**Selected extract**

01. A Data Scientist is working on optimizing a model during the training process by varying multiple parameters. The Data Scientist observes that, during multiple runs with identical parameters, the loss function converges to different, yet stable, values.
What should the Data Scientist do to improve the training process?
a) Increase the learning rate. Keep the batch size the same.
b) Reduce the batch size. Decrease the learning rate.
c) Keep the batch size the same. Decrease the learning rate.
d) Do not change the learning rate. Increase the batch size.
02. A Machine Learning Engineer is preparing a data frame for a supervised learning task with the Amazon SageMaker Linear Learner algorithm.
The ML Engineer notices the target label classes are highly imbalanced and multiple feature columns contain missing values. The proportion of missing values across the entire data frame is less than 5%.
What should the ML Engineer do to minimize bias due to missing values?
a) Replace each missing value by the mean or median across non-missing values in same row.
b) Delete observations that contain missing values because these represent less than 5% of the data.
c) Replace each missing value by the mean or median across non-missing values in the same column.
d) For each feature, approximate the missing values using supervised learning based on other features.
03. An insurance company needs to automate claim compliance reviews because human reviews are expensive and error-prone. The company has a large set of claims and a compliance label for each.
Each claim consists of a few sentences in English, many of which contain complex related information. Management would like to use Amazon SageMaker built-in algorithms to design a machine learning supervised model that can be trained to read each claim and predict if the claim is compliant or not.
Which approach should be used to extract features from the claims to be used as inputs for the downstream supervised task?
a) Derive a dictionary of tokens from claims in the entire dataset. Apply one-hot encoding to tokens found in each claim of the training set. Send the derived features space as inputs to an Amazon SageMaker builtin supervised learning algorithm.
b) Apply Amazon SageMaker BlazingText in Word2Vec mode to claims in the training set. Send the derived features space as inputs for the downstream supervised task.
c) Apply Amazon SageMaker BlazingText in classification mode to labeled claims in the training set to derive features for the claims that correspond to the compliant and non-compliant labels, respectively.
d) Apply Amazon SageMaker Object2Vec to claims in the training set. Send the derived features space as inputs for the downstream supervised task.
04. A company is interested in building a fraud detection model. Currently, the Data Scientist does not have a sufficient amount of information due to the low number of fraud cases.
Which method is MOST likely to detect the GREATEST number of valid fraud cases?
a) Oversampling using bootstrapping
c) Oversampling using SMOTE
d) Class weight adjustment
05. A company has collected customer comments on its products, rating them as safe or unsafe, using decision trees. The training dataset has the following features:
id, date, full review, full review summary, and a binary safe/unsafe tag. During training, any data sample with missing features was dropped. In a few instances, the test set was found to be missing the full review text field.
For this use case, which is the most effective course of action to address test data samples with missing features?
a) Drop the test samples with missing full review text fields, and then run through the test set.
b) Copy the summary text fields and use them to fill in the missing full review text fields, and then run through the test set.
c) Use an algorithm that handles missing data better than decision trees.

**The request**
In the machine learning practice questions, what proportion of the entire data frame is made up of missing values in question 02?

Coordinate annotation entries
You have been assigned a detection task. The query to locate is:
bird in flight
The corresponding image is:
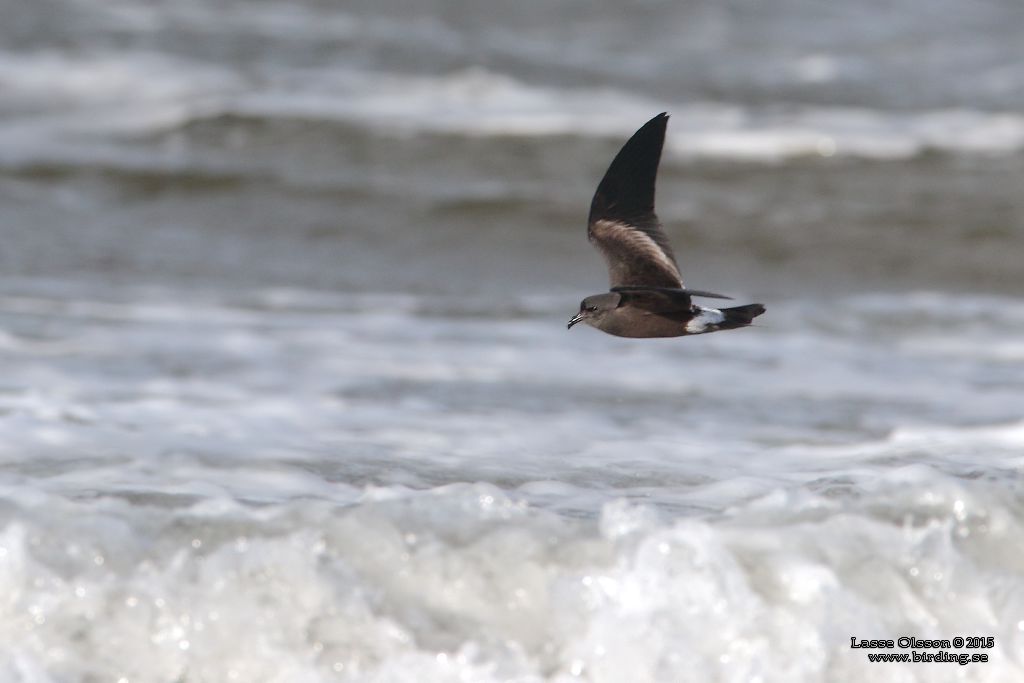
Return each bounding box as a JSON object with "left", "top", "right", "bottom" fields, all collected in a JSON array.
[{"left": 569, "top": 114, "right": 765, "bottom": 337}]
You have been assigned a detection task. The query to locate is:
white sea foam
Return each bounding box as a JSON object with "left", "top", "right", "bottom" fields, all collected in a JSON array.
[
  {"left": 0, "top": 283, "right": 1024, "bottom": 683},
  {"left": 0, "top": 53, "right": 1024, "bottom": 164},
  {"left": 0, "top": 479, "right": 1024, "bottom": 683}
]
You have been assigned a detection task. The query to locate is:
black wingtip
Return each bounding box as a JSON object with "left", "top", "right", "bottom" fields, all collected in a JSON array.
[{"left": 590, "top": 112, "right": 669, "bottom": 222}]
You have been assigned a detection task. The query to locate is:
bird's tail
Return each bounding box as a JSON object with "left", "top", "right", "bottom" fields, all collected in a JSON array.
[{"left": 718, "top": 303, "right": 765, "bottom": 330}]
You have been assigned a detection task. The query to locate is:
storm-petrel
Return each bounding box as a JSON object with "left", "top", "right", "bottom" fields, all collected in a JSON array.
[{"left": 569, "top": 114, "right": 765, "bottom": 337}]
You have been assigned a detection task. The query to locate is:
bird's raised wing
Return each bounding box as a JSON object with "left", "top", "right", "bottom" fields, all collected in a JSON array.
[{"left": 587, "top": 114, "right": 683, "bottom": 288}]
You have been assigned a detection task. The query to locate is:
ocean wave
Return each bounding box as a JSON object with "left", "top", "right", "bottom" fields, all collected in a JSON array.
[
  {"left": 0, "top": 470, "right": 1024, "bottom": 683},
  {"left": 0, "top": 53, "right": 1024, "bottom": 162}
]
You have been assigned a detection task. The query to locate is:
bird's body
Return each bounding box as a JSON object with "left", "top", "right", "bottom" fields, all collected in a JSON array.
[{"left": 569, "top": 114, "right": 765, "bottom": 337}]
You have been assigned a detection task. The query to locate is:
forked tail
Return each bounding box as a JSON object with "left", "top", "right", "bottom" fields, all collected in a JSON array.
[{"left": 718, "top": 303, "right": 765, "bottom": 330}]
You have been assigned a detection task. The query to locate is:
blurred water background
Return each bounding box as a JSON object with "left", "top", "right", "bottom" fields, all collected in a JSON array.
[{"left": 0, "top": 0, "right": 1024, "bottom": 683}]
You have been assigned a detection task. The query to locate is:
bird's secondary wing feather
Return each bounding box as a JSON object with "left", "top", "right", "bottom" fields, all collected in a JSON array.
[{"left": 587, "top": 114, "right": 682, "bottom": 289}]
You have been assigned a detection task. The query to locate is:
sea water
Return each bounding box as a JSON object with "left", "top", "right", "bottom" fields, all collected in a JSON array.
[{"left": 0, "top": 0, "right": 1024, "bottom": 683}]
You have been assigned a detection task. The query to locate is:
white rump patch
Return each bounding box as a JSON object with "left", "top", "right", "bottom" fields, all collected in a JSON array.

**Result of the task**
Less than 5%.